**INSTRUCTION:**
Exactly reproduce the lines from the line that has "of the standing" down to the last line of the entries, inclusive.

**MATERIAL FOR THE TASK:**
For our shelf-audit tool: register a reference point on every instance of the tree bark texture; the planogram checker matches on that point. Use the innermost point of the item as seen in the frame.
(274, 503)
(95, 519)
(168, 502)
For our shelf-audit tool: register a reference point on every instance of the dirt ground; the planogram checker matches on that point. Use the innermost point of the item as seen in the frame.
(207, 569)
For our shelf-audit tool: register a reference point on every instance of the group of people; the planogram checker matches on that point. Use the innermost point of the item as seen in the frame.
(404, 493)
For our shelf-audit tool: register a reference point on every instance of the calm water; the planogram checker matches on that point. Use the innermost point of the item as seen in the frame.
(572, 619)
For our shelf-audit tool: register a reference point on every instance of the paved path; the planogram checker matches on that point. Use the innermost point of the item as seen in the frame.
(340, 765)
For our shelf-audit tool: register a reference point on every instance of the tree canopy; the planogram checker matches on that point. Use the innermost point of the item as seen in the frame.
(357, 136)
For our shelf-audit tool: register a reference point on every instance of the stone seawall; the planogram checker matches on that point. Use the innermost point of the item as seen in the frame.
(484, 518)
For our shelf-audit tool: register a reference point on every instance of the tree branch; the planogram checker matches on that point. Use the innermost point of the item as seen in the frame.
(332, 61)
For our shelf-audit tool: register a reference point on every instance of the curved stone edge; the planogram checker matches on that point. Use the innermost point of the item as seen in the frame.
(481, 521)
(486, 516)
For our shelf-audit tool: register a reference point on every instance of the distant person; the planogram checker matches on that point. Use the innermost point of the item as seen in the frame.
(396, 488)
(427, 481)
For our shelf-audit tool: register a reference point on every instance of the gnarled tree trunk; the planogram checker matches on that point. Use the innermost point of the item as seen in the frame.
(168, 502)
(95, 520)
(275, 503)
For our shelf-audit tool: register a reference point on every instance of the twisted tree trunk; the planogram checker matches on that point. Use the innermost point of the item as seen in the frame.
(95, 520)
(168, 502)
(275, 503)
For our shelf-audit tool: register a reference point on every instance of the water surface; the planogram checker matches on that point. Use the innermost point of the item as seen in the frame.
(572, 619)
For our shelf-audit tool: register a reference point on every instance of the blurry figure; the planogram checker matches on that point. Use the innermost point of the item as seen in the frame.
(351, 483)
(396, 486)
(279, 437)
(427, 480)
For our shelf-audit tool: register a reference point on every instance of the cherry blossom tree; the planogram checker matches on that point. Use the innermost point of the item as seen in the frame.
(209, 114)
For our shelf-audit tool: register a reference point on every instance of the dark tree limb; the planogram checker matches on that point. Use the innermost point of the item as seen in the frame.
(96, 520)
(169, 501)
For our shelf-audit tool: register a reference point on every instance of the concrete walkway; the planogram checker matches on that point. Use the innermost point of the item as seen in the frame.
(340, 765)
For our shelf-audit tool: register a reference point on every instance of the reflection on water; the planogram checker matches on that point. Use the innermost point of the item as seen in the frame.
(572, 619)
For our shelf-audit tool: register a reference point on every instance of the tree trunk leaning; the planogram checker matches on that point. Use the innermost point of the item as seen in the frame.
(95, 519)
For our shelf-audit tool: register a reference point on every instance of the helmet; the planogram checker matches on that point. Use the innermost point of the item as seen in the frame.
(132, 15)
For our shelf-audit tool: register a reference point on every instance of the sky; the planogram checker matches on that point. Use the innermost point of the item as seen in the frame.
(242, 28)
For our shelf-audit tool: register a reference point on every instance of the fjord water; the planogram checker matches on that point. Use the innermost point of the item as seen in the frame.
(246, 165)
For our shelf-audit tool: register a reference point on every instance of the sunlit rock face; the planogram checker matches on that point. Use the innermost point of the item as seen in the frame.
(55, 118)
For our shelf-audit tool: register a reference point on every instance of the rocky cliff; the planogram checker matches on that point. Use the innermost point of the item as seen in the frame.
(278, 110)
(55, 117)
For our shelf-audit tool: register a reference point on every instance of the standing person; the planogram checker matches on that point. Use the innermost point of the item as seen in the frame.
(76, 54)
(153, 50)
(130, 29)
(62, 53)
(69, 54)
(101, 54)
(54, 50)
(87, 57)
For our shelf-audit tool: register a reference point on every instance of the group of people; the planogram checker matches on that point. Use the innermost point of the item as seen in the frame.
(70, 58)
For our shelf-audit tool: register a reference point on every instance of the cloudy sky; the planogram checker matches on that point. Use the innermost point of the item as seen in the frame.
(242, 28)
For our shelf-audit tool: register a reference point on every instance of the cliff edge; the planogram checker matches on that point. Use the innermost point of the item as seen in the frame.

**TASK RESULT:**
For our shelf-audit tool: register a reference point on every instance of the standing person; the planogram checker matches on that point. Use the innermost point of the item as seen in the frame.
(76, 54)
(153, 50)
(130, 29)
(62, 53)
(69, 54)
(101, 54)
(54, 50)
(87, 57)
For our shelf-audit tool: register a reference point on every instance of the group of people; the planogram checker matches on that point. Use the innermost point of the item as seen in the frame.
(70, 58)
For our shelf-audit tool: register a reference point on every instance of the cloudy sky; the planogram checker matches on that point. Use the innermost point of the item as seen in the frame.
(242, 28)
For our shelf-audit tool: register a reference point on every instance of the cliff edge; the planogram checker matches on that point. Use the innermost point of the item as seen in the frame.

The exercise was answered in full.